Write out, exactly as they appear, only the lines running from the line with "Every instance of the stadium stand" to the final line of the listing; include both.
++++++++++++++++++++
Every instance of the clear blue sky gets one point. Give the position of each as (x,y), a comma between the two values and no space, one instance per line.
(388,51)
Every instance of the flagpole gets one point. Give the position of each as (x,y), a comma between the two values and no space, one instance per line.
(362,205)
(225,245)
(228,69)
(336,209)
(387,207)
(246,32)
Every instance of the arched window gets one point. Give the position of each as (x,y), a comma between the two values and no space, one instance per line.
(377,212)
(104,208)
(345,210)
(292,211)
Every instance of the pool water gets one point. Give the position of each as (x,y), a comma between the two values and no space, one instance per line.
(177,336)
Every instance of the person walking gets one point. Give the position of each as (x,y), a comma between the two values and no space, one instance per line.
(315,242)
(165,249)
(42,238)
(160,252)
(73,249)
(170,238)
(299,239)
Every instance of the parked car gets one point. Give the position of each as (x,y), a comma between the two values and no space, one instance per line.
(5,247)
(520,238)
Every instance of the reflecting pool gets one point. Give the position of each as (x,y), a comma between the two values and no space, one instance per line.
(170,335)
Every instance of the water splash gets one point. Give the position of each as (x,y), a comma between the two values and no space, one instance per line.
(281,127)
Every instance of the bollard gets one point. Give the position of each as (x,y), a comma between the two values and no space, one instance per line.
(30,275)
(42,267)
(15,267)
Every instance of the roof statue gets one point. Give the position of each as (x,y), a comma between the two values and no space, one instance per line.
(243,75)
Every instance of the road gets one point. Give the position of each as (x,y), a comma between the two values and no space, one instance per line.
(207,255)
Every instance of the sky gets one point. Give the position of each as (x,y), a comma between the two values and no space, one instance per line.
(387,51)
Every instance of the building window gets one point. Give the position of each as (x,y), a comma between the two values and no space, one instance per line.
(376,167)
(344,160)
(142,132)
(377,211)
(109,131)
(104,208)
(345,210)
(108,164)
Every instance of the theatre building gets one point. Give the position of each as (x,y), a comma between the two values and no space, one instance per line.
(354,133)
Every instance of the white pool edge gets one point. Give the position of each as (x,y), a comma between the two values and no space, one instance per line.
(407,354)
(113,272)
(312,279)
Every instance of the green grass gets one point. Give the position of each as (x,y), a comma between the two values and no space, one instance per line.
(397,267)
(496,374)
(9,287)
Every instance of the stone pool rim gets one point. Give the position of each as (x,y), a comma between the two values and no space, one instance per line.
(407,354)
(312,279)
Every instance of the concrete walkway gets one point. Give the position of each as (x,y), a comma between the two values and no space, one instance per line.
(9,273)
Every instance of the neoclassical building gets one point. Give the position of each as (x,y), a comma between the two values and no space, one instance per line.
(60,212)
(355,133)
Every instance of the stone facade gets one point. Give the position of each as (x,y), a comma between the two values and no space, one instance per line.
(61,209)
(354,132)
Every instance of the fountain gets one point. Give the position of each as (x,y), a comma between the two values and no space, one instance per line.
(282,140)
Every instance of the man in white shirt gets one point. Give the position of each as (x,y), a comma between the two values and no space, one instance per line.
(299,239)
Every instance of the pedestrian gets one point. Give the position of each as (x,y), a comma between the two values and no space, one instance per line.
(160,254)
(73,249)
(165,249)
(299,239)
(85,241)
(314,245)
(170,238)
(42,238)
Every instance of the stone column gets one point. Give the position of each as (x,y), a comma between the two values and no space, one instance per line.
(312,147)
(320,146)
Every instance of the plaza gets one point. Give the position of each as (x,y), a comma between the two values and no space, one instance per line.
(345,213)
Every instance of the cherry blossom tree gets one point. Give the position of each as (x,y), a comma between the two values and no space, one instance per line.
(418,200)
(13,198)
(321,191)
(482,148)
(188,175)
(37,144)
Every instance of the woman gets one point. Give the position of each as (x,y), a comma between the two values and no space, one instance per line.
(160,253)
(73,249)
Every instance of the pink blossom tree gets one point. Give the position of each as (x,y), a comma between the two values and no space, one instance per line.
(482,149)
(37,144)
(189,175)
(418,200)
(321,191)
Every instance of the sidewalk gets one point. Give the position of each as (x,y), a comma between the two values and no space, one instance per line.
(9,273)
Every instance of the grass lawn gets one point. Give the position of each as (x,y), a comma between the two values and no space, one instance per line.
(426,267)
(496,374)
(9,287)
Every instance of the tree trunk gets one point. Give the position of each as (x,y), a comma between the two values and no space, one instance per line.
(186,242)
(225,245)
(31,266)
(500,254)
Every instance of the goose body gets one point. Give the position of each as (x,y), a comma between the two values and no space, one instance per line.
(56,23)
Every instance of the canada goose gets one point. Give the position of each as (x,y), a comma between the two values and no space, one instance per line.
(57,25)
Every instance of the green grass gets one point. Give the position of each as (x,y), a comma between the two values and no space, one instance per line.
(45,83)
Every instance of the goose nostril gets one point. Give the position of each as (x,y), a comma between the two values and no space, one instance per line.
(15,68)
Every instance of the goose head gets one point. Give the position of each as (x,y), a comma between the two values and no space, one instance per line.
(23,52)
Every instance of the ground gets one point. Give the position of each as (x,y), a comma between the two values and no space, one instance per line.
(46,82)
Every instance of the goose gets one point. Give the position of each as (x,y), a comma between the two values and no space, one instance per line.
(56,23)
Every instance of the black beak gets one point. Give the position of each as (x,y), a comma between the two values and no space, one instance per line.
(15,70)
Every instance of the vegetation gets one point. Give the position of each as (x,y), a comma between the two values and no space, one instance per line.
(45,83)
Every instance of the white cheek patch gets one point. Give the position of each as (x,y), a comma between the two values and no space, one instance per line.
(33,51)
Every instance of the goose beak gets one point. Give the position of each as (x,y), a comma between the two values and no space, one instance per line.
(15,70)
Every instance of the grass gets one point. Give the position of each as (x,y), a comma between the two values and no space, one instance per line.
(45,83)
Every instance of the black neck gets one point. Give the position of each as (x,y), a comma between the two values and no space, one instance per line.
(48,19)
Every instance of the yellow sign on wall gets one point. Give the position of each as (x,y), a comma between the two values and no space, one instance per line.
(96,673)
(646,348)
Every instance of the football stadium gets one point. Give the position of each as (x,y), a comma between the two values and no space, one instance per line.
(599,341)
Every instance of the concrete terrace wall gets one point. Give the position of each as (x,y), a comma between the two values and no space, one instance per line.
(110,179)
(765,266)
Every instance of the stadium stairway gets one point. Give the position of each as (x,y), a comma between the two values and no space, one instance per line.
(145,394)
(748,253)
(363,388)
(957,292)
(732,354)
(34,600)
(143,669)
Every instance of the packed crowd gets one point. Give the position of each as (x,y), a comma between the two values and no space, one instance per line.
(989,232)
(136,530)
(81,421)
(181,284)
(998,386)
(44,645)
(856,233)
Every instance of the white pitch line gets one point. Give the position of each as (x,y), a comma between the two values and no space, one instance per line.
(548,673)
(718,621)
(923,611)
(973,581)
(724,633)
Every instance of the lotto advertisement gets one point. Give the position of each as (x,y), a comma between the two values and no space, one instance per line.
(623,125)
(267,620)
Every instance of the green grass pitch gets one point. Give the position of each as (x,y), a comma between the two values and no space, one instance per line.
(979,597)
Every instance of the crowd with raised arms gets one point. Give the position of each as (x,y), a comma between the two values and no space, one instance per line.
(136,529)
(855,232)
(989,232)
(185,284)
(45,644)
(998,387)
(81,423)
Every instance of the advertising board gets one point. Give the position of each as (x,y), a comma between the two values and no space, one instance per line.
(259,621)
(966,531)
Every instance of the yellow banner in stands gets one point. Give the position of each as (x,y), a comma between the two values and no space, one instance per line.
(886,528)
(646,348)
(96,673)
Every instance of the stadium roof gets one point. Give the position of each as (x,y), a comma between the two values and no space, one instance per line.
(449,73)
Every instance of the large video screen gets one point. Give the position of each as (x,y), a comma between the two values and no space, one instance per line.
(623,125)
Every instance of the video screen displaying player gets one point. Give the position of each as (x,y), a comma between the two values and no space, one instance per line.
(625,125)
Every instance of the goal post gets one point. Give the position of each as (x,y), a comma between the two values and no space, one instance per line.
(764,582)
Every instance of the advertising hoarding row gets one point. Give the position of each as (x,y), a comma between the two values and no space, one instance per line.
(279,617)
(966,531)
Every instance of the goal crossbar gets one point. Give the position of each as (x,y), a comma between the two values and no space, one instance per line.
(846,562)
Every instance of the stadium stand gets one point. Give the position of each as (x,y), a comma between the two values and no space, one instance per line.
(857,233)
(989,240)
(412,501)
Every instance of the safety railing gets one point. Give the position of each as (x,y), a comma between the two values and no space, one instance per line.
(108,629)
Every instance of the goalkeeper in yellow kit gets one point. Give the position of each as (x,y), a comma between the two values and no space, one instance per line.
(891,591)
++++++++++++++++++++
— Response to the task —
Every instance of the stadium stand gets one point. Give the position of each as (x,y), a comma between the two values and no space, one instance per line.
(857,233)
(989,240)
(412,501)
Every instance of the safety railing gets one point. Give the position of each as (x,y), a comma between the two values and no space, one instance per line.
(108,629)
Every instance of the goalkeeper in yellow kit gets one point. Give the position of each as (x,y), a comma between the two values and no space, one instance per line.
(891,591)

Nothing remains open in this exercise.